>> BEGIN

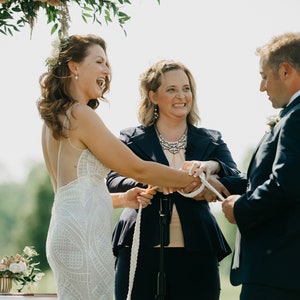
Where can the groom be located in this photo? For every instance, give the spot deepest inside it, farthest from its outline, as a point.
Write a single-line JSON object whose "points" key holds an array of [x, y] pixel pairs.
{"points": [[265, 202]]}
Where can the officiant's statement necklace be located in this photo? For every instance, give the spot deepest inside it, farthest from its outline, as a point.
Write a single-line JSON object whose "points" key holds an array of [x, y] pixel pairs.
{"points": [[172, 147]]}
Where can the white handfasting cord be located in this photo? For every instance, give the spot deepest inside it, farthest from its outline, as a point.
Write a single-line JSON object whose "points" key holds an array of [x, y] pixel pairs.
{"points": [[136, 235]]}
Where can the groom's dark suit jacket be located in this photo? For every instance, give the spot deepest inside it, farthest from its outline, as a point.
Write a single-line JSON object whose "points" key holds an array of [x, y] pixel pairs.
{"points": [[268, 212]]}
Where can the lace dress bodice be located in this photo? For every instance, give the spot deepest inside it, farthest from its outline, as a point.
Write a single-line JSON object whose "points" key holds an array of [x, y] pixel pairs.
{"points": [[79, 238]]}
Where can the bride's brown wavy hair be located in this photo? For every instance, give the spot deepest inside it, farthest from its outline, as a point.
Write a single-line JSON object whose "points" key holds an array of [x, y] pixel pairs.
{"points": [[55, 93]]}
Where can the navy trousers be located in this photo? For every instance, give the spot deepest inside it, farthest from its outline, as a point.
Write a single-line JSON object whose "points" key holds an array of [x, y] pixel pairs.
{"points": [[189, 275], [262, 292]]}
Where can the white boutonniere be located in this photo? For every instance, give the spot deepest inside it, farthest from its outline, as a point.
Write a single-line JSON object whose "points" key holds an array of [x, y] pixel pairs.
{"points": [[272, 121]]}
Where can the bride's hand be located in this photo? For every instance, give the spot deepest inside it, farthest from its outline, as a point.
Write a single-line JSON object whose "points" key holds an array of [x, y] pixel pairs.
{"points": [[196, 167]]}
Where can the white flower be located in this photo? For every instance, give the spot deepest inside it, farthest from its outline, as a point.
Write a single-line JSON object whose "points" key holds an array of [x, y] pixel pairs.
{"points": [[19, 267], [52, 60], [39, 276], [272, 121], [30, 252]]}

>> END

» **Task statement**: Reproduce the entries above exactly. Do not include the images.

» **Expected answer**:
Where can the groom be located in this photo? For every instance, give the spot deepest inside it, farthest from its outline, as a point.
Write a single-line JSON object whose "points" key holds an array of [x, y] pixel pairs.
{"points": [[265, 202]]}
Where can the officiant's statement necklace be located in this photo? For every instance, give the spot deepest inside it, farthest from its outline, as a point.
Write a single-line JSON object whose "points" key holds an array of [x, y] pixel pairs.
{"points": [[172, 147]]}
Where can the white handfasting cord be located in this photo? For every instance, give the spot deepest inside it, farthest from its outline, as a point.
Write a single-line JSON object whose "points" key holds an array of [x, y] pixel pairs.
{"points": [[136, 235]]}
Where can the groom's dark suit jacket be located in this photo? For every instance, give the spot deepest inside it, farthest from its outline, as a point.
Write a single-line JSON object whose "points" key holds an array of [x, y] pixel pairs.
{"points": [[268, 212]]}
Where can the lace dress bodice be located in this photo? For every instance, give the spot deepest inside it, farthest from its outline, as a point.
Write a single-line JSON object whose "points" key holds an array of [x, y] pixel pairs.
{"points": [[79, 238]]}
Where can the bride's brown wavy hair be located in this photo? For every instance, give the spot deepest inside it, farthest from its outline, as a point.
Write a single-line JSON object whose "points" key holds an array of [x, y] pixel pairs.
{"points": [[55, 93]]}
Where can the navy trousers be located in this photo? For every instance, give the spot deepest inside it, farthest from its outline, as a point.
Write a single-line JSON object whose "points" key holds an array of [x, y] pixel pairs.
{"points": [[189, 275], [262, 292]]}
Where can the white boutonniere be located in this photo? For every instance, give the spot deepest inside it, farthest from its outline, as a point.
Write a single-line JSON object whose "points" key holds an array of [x, y] pixel pairs.
{"points": [[272, 121]]}
Where can the bride's hand be located in this photo? For every instance, give the spot deepest inside it, farthest from its outline, as a point.
Write a single-line JSON object whose "points" key holds an array of [x, y] pixel pairs.
{"points": [[196, 167]]}
Where can the white flower be located in this photo? For every instance, give the spot deepest inside it, farthest from its outline, as a point.
Write a single-line JSON object whose "points" key holds an array of [x, y] pixel pairs.
{"points": [[19, 267], [52, 60], [39, 276], [272, 121], [30, 252]]}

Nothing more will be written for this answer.